**Selected excerpt**.

Abolnasr Sam Mirza Safavi (16 October 1517 – 1566) was a Safavid prince, a son of king (shah) Ismail I (r. 1501–1514). He was an art lover and was the author of the book Tazkare ye Sami or Tohfe ye Sami about poetry and poets.

Career 

Tahmasp I, Sam Mirza's elder brother, appointed him as a teenager, to be the governor of Herat in his third campaign to Khorasan and appointed Aghzivar Khan as Sam Mirza's custodian.

Sam Mirza balked at his brother's action upon his retainers' instigation, but he regretted later and asked his brother for forgiveness. Tahmasp I forgave him and took him from Khorasan to Qazvin. In Qazvin, Sam Mirza was a companion of Tahmasp I. In 1549, Sam Mirza asked his brother to allow him to remain in a place for praying. Tahmasp I appointed him as custodian of the mausoleum of Safi-ad-din Ardabili and the governor of Ardabil. At the time he was a governor and custodian and his house was the meeting place of scientists, poets and artists.

**Extracted data**.
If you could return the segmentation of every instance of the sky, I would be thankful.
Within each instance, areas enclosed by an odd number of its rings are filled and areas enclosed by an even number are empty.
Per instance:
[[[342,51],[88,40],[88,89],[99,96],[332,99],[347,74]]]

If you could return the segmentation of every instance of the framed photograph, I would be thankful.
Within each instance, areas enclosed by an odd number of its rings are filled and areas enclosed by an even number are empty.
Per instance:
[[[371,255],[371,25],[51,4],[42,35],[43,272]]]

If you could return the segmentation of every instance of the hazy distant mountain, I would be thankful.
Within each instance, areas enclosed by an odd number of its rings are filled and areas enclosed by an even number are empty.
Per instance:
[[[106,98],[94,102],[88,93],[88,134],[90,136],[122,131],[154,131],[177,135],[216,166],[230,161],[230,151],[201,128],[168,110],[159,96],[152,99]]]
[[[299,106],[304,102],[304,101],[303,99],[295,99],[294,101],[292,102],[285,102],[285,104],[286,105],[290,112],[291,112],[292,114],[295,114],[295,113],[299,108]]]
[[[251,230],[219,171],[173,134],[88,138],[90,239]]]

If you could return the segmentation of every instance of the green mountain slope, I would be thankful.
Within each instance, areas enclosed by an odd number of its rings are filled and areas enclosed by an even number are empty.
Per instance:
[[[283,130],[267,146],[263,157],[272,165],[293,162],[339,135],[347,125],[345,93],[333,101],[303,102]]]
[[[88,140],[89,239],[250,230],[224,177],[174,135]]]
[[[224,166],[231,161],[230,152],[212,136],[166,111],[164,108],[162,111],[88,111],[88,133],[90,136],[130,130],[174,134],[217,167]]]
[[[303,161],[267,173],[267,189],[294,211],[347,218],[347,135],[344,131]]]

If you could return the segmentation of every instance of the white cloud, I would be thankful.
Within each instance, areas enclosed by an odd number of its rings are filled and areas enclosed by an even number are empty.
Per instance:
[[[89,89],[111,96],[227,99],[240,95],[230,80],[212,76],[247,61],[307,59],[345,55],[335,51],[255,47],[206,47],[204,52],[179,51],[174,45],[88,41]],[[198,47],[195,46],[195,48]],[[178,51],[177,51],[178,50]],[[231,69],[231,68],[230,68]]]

**Problem set**.
1. List every city or region that the biography of Sam Mirza mentions.
2. According to the biography of Sam Mirza, whom did Tahmasp I appoint as Sam Mirza's custodian?
3. Proceed with the biography of Sam Mirza, starting after its final sentence.
The data above is material separate from the biography of Sam Mirza.

**The responses**.
1. Herat, Khorasan, Qazvin, Ardabil

2. Aghzivar Khan

3.
In 1561, Sam Mirza asked Tahmasp I to send him to Khorasan. The Shah agreed, but he changed his mind later and sent his and his two children to the Qahqaheh castle near Ardebil. Finally in 1566, Tahmasp I ordered the death of Sam Mirza and his children and also Alqas Mirza's children.

Personal life 
Sam Mirza was born by one of Ismail I's Georgian wives. In 1578, 'Isa Khan Gorji (Jesse) married a daughter of Sam Mirza, by his wife, a daughter of Husain Khan-e Shamlu.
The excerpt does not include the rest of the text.